--- ROWS ---

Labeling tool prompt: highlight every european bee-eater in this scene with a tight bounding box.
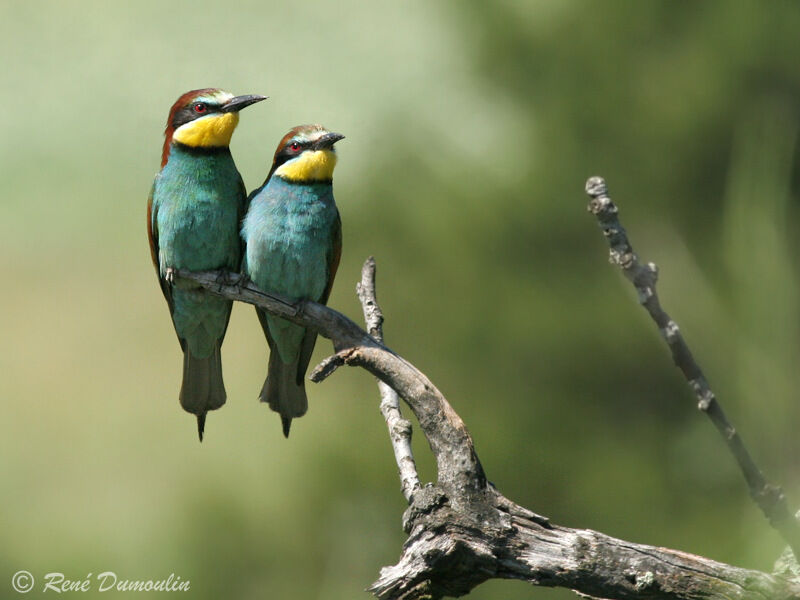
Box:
[242,125,344,437]
[147,88,265,441]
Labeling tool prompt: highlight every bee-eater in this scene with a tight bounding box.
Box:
[147,88,265,441]
[242,125,344,437]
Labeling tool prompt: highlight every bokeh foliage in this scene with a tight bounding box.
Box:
[0,0,800,600]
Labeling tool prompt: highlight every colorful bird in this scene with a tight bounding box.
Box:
[242,125,344,437]
[147,88,265,441]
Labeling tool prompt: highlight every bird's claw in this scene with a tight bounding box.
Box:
[236,273,251,294]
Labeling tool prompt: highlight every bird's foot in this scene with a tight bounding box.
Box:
[215,269,236,292]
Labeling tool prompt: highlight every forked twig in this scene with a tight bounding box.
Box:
[356,256,420,503]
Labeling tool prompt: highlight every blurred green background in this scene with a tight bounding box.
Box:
[0,0,800,600]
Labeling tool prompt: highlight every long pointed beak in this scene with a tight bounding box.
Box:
[314,133,344,150]
[222,94,267,112]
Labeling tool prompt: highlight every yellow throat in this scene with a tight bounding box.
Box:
[274,150,336,182]
[172,112,239,148]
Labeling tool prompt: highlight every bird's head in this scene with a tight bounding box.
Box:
[161,88,266,167]
[269,125,344,183]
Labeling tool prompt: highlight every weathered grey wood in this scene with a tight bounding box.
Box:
[356,256,420,502]
[176,266,800,600]
[586,177,800,556]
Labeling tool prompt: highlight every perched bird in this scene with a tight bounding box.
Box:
[242,125,344,437]
[147,88,265,441]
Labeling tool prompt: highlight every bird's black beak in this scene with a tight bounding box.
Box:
[222,94,267,112]
[313,133,344,150]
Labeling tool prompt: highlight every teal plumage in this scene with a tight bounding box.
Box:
[148,89,263,440]
[242,126,343,436]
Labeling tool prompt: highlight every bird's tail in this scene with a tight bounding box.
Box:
[180,343,226,442]
[259,349,308,437]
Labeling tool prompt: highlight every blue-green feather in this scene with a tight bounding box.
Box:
[242,177,339,364]
[153,144,245,358]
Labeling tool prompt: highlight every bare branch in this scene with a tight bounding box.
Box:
[356,256,420,503]
[586,177,800,557]
[175,265,800,600]
[370,488,800,600]
[176,269,486,492]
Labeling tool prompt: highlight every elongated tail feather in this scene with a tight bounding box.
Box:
[259,351,308,437]
[180,341,226,442]
[256,308,308,438]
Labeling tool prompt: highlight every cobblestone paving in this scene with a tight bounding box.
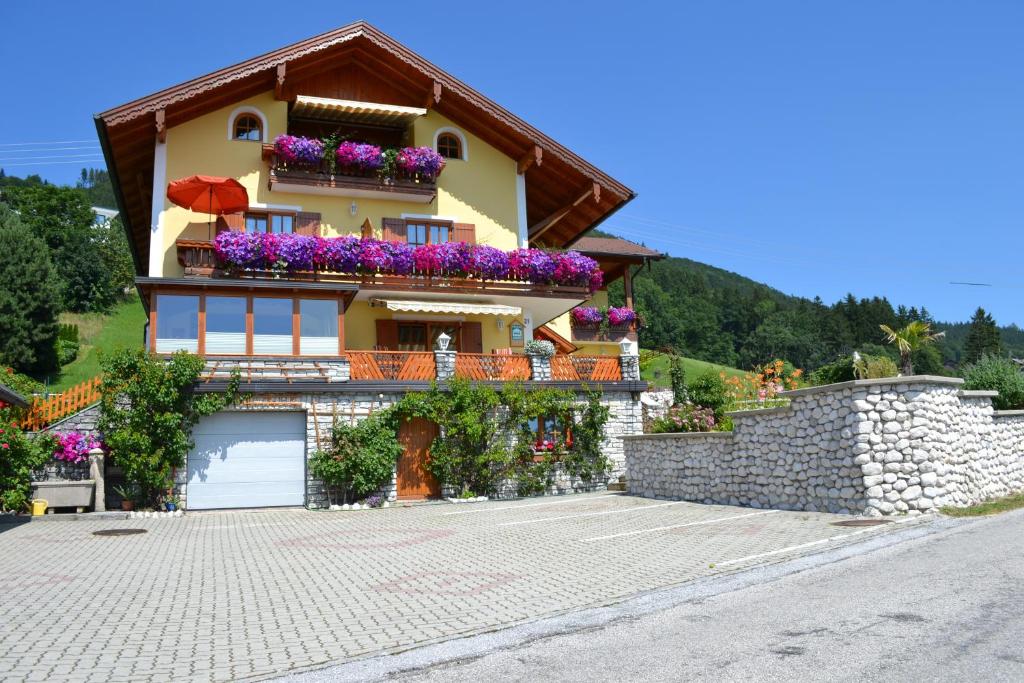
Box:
[0,494,925,682]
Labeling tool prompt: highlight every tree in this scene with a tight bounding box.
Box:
[964,306,1002,366]
[879,321,943,375]
[0,205,60,377]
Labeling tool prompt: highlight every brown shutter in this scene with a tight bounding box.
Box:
[452,223,476,245]
[217,213,246,232]
[295,211,319,234]
[377,319,398,351]
[381,218,409,242]
[459,323,483,353]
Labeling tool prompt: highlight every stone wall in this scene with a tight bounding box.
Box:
[175,391,642,508]
[625,377,1024,515]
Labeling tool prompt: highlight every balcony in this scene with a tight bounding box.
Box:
[263,144,437,204]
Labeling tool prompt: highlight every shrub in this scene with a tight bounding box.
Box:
[650,403,718,434]
[309,410,401,505]
[686,371,730,420]
[964,355,1024,411]
[99,349,240,505]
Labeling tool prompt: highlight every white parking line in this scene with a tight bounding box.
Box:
[443,493,623,516]
[581,510,778,543]
[715,517,918,567]
[499,501,687,526]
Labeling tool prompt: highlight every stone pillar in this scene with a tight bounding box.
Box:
[618,353,640,382]
[89,449,106,512]
[434,350,455,382]
[526,353,551,382]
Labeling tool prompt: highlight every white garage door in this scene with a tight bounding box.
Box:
[185,413,306,510]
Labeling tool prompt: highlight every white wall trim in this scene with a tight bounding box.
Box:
[249,202,302,211]
[150,139,167,278]
[515,173,529,249]
[433,126,469,161]
[227,104,270,142]
[398,213,459,223]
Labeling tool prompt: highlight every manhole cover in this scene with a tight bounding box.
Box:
[92,528,145,536]
[831,519,892,526]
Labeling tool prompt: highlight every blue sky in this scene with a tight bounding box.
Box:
[0,0,1024,326]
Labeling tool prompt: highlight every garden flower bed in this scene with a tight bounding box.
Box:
[214,231,603,291]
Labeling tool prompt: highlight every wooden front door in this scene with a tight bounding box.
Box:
[397,418,441,500]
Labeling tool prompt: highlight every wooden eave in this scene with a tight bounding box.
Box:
[96,22,636,273]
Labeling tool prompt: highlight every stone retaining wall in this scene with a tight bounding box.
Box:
[624,376,1024,515]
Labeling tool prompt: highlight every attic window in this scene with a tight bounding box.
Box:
[233,114,263,142]
[437,133,462,159]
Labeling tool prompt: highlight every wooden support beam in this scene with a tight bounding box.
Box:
[273,63,287,99]
[157,110,167,142]
[529,182,601,241]
[516,144,544,175]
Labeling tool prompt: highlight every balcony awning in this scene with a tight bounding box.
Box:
[370,299,522,317]
[292,95,427,128]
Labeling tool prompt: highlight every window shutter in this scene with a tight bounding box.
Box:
[217,213,246,232]
[381,218,409,242]
[377,319,398,351]
[453,223,476,245]
[459,323,483,353]
[295,211,319,234]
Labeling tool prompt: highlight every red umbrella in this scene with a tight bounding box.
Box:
[167,175,249,237]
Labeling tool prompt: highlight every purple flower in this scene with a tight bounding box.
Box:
[572,306,604,325]
[608,306,637,328]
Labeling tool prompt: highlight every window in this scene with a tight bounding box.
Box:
[299,299,338,355]
[406,220,452,245]
[157,294,199,353]
[233,114,263,142]
[246,213,295,234]
[253,297,294,355]
[206,296,248,354]
[437,133,462,159]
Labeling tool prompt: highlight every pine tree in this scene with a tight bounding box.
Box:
[964,306,1002,366]
[0,205,60,377]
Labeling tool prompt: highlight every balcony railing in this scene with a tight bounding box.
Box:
[571,325,637,343]
[551,355,623,382]
[263,144,437,204]
[346,351,437,382]
[455,353,530,381]
[177,240,590,298]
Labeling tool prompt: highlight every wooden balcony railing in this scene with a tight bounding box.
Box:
[263,144,437,204]
[455,353,530,381]
[19,376,102,431]
[176,240,589,298]
[551,355,623,382]
[345,351,437,382]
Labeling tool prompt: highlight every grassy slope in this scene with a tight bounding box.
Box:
[52,296,145,391]
[643,355,743,388]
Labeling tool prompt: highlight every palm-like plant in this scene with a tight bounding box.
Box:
[879,321,946,375]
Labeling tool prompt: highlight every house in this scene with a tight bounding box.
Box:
[96,22,657,509]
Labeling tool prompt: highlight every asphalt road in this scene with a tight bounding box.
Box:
[305,511,1024,682]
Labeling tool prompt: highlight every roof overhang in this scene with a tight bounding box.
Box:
[292,95,427,128]
[370,298,522,317]
[96,22,636,274]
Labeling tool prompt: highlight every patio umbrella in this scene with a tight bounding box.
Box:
[167,175,249,239]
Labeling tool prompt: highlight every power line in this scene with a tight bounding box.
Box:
[0,139,96,147]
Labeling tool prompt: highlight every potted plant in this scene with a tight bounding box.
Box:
[114,484,135,512]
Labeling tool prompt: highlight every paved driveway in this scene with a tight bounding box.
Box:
[0,494,925,681]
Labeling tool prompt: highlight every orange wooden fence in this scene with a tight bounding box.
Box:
[347,351,436,382]
[20,375,102,431]
[551,355,623,382]
[455,353,530,381]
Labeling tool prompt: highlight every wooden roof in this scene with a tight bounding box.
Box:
[96,22,636,274]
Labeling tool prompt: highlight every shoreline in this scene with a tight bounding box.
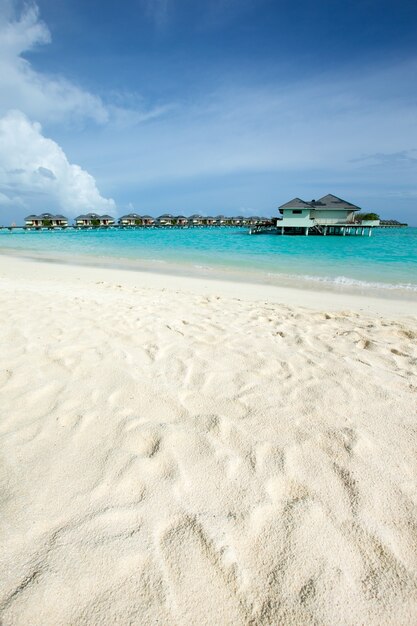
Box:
[0,250,417,316]
[0,255,417,626]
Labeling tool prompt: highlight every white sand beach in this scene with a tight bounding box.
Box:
[0,256,417,626]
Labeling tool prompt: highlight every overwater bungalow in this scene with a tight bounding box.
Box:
[277,194,379,235]
[188,214,204,226]
[119,213,143,226]
[75,213,115,228]
[156,213,175,226]
[25,213,68,228]
[215,215,228,226]
[142,215,156,226]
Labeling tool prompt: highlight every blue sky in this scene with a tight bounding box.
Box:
[0,0,417,225]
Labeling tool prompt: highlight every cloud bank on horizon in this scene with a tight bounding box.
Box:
[0,0,417,223]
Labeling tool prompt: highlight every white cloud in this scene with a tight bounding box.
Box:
[0,111,115,216]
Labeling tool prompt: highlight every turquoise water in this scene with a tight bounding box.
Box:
[0,228,417,293]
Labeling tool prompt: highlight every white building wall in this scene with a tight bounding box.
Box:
[277,209,314,228]
[312,209,354,224]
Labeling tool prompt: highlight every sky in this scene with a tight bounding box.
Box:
[0,0,417,225]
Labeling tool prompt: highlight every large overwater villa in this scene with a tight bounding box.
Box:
[277,193,379,235]
[25,213,68,228]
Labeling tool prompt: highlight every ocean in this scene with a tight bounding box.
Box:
[0,228,417,299]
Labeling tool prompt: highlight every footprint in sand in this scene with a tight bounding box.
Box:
[161,517,245,626]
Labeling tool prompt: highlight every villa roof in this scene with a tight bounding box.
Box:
[279,198,311,209]
[311,193,360,211]
[279,193,360,211]
[25,213,68,220]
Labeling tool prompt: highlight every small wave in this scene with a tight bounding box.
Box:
[268,273,417,292]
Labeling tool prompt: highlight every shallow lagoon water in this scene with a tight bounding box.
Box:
[0,228,417,295]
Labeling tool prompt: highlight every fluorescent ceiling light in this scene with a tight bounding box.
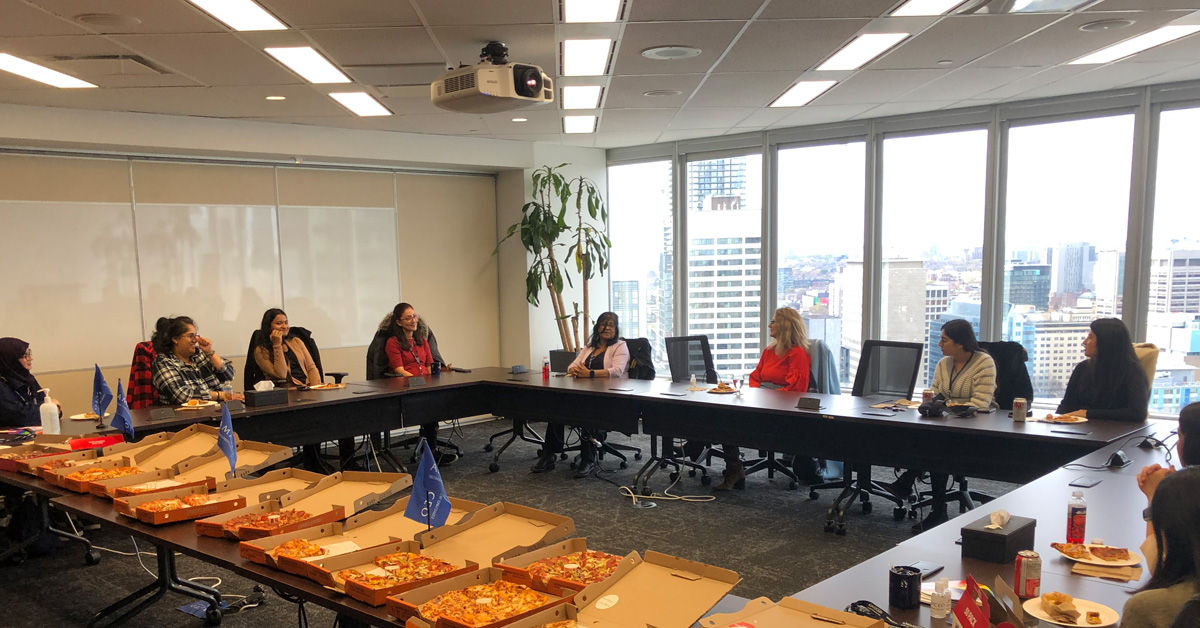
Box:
[329,91,391,118]
[563,85,600,109]
[563,0,620,23]
[563,40,612,77]
[563,115,596,133]
[0,53,96,88]
[190,0,288,30]
[770,80,838,107]
[266,46,350,83]
[817,32,908,71]
[892,0,962,18]
[1069,24,1200,65]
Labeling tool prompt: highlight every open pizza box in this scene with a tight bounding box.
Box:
[239,496,486,566]
[110,441,292,497]
[196,471,413,540]
[494,538,622,596]
[388,567,571,628]
[302,540,479,606]
[418,502,575,566]
[700,598,887,628]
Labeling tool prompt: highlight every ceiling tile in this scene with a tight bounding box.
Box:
[716,19,869,73]
[612,22,742,76]
[870,14,1061,70]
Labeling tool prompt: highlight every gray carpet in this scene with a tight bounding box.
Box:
[0,421,1015,628]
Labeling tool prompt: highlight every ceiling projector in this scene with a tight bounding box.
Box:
[430,42,554,113]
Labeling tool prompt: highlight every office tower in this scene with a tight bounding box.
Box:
[1004,263,1050,311]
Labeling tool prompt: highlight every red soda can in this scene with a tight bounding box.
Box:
[1013,550,1042,598]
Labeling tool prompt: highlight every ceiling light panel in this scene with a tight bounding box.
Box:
[1069,24,1200,65]
[329,91,391,118]
[563,85,600,109]
[188,0,288,31]
[0,53,96,89]
[563,40,612,77]
[266,46,350,83]
[817,32,908,71]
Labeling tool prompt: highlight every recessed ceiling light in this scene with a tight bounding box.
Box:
[563,40,612,77]
[329,91,391,118]
[190,0,288,30]
[563,85,600,109]
[642,46,701,61]
[817,32,908,71]
[563,115,596,133]
[770,80,838,107]
[0,53,96,89]
[1069,24,1200,65]
[563,0,620,24]
[265,46,350,83]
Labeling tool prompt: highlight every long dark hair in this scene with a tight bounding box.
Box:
[150,316,196,355]
[1141,467,1200,591]
[588,312,620,348]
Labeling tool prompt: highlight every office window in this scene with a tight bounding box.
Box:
[1003,115,1134,405]
[1142,108,1200,414]
[609,161,676,355]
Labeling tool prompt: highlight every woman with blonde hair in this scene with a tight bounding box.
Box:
[713,307,809,491]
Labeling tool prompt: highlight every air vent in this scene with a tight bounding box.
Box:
[446,72,475,94]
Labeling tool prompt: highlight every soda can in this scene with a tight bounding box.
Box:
[1013,397,1030,423]
[1013,550,1042,598]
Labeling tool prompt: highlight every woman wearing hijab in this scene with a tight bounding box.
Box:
[0,337,62,427]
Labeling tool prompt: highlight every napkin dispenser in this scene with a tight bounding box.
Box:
[961,515,1037,563]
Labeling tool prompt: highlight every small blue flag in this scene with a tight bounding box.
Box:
[91,364,113,418]
[111,379,133,443]
[217,403,238,473]
[404,442,450,527]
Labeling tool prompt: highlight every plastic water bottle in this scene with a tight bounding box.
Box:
[37,388,62,433]
[1067,491,1087,543]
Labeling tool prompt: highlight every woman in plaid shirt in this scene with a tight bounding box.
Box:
[152,316,244,405]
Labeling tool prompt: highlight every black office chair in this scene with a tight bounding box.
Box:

---

# TO DO:
Quote the entries word for word, beginning at the line that contains "Labeling tool prompt: highlight every gray" and stopping after the line that contains "[430,42,554,113]".

# RESPONSE:
Labeling tool prompt: highlight every gray carpet in this scene with a tight bounding box.
Box:
[0,421,1015,628]
Labeling tool prompt: highlight every ceiling projector in this scene with a tight bounding box.
Box:
[430,42,554,113]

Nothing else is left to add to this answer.